ES used heap % grows slowly until system becomes unresponsive

How's it going guys/gals.

I am running a production elasticsearch ( elasticsearch-1.5.0.jar ) cluster consisting of 6 nodes.
One such node is a so-called "load-balancer" node ( lb.es ). It is not a data node, and all the http and transport client traffic goes through here. Afterwards, it is routed to the data nodes ( esdata-001 through esdata-002). The data nodes are also all possible masters, with the minimum master nodes size being 3.

Each data node has 31G ram allocated to it ( 31, so that I don't hit the 32GB limit with the address size differences... ) out of a total of 128G available.
ES_HEAP_SIZE=31G

The load balancer node has 14G of 31G available RAM allocated for the JVM.
ES_HEAP_SIZE=14G

On this cluster we index about 300 million documents per day. The documents indexed are apache log files and we use logstash to do the indexing, rotating the index once per day on midnight. We delete the index which is older than 30 days ever day, also.

The max insert rate is around 20,000 documents/sec and the average one is about 5-10 thousands of docs per second.

We also run 1-5 queries per second which extract data from indexes ( usually indexes from within the last 5 days, so these are cache warmed ) and then this data is processed via scripts etc.

Anyway, the system works fine but as I monitor the es heap size I see that it grows on average across all the nodes at a certain rate ( after optimizations its about 1-2% per day starting from around 50% size average across nodes ).

When the used heap % reaches 80->90% the number of lines in the slowlog for both indexing and search increase ( search seems to have more lines on average at this point, probably due to the fact that I reduced the number of shards from 100 to 30 per index, which in turn increased the indexing performance, so its a tradeoff).

[DATASET SECTION]
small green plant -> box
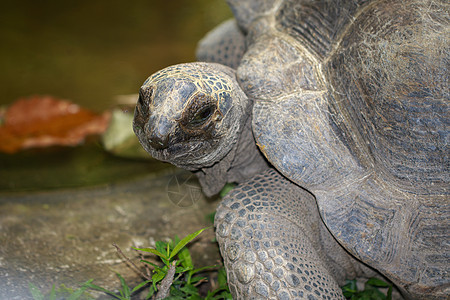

[TO-DO LIST]
A: In the Elasticsearch forum post, what is the Spanish translation of "The load balancer node has 14G of 31G available RAM allocated for the JVM."?
B: According to the Elasticsearch forum post, how many documents does the cluster index per day?

[OUTPUTS]
A: El nodo balanceador de carga tiene 14G de los 31G de RAM disponibles asignados a la JVM.

B: About 300 million documents per day.